__WHAT IS NEEDED__:
Read through the listing below and copy each line in which the word "photo" occurs.

__SUPPLIED DATA__:
********************

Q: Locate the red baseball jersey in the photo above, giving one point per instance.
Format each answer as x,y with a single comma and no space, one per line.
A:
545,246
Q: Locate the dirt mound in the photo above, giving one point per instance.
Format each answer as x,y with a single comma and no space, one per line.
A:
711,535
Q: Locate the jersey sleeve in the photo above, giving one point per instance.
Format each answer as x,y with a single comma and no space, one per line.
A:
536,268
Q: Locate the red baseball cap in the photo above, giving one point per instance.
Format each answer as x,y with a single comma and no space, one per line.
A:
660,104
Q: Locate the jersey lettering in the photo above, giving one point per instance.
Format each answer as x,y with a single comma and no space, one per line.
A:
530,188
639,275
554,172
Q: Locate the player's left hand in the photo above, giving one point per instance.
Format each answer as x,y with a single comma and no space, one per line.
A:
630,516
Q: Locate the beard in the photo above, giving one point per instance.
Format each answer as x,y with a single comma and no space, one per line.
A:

********************

__SOLUTION TO THIS PROBLEM__:
Q: Locate the red baseball jersey in the photo above, giving one point per instance.
Q: Locate the dirt mound in the photo above, giving one point per instance.
Q: Locate the jersey sleeve in the photo above, giving one point per instance.
Q: Locate the red baseball cap in the photo above, giving one point per instance.
Q: Locate the jersey lettering in the photo above, giving one point per instance.
Q: Locate the player's left hand in the photo above, giving one point per instance.
Q: Locate the beard in the photo above, giving one point per instance.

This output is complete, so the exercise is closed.